What needs to be done | Pull out every line in the records that contains the string "glass", copying each line unchanged. Matching is case-sensitive.

Data lines |
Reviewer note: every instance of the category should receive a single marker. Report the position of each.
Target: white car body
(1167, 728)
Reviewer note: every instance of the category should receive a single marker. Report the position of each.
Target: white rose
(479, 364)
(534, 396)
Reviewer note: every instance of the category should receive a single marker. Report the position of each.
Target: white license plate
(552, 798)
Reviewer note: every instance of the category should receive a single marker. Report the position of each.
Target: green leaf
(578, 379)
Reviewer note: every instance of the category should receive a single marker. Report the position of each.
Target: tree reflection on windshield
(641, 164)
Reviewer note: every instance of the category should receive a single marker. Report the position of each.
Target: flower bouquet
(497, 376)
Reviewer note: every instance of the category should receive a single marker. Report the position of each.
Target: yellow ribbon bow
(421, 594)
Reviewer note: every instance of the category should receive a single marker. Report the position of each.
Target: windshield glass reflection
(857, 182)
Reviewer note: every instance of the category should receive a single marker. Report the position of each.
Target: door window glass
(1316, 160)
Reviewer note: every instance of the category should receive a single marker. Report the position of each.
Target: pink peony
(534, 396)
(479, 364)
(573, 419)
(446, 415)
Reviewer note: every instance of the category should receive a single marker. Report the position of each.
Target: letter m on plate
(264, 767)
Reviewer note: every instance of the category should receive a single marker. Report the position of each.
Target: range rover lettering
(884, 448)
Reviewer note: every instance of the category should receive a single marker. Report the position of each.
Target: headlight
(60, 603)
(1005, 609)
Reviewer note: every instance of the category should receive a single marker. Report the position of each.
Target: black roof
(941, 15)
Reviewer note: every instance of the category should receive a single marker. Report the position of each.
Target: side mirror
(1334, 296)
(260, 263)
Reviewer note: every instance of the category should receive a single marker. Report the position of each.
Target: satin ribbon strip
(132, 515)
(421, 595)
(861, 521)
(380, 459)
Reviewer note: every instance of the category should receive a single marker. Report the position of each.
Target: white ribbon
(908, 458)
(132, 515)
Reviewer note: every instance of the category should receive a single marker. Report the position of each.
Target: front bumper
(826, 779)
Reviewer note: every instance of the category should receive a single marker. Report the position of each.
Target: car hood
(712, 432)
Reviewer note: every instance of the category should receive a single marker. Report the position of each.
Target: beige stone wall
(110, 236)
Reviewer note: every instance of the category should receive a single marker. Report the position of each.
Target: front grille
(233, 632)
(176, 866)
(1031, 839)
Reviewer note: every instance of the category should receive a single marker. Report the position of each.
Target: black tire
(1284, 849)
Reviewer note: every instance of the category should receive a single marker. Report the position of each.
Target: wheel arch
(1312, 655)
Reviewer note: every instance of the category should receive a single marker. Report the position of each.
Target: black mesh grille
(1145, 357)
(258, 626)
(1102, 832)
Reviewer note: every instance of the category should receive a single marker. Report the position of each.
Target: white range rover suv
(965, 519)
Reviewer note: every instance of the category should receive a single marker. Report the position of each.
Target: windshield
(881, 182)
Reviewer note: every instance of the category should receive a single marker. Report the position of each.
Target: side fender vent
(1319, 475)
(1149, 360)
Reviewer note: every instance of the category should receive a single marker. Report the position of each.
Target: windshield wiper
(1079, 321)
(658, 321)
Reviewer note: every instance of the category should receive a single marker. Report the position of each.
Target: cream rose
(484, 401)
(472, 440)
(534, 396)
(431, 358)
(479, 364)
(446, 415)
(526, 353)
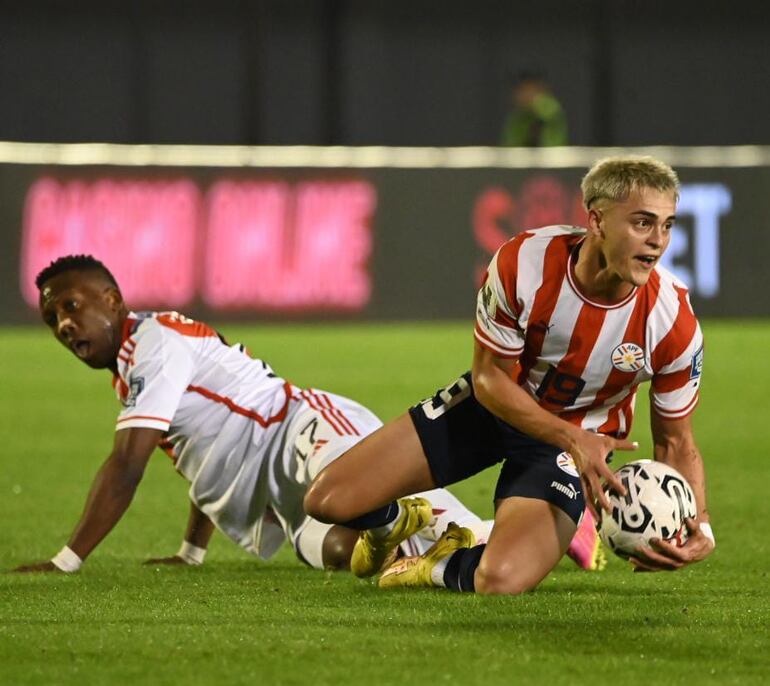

Output of the exercise |
Target: windshield glass reflection
Target: door window glass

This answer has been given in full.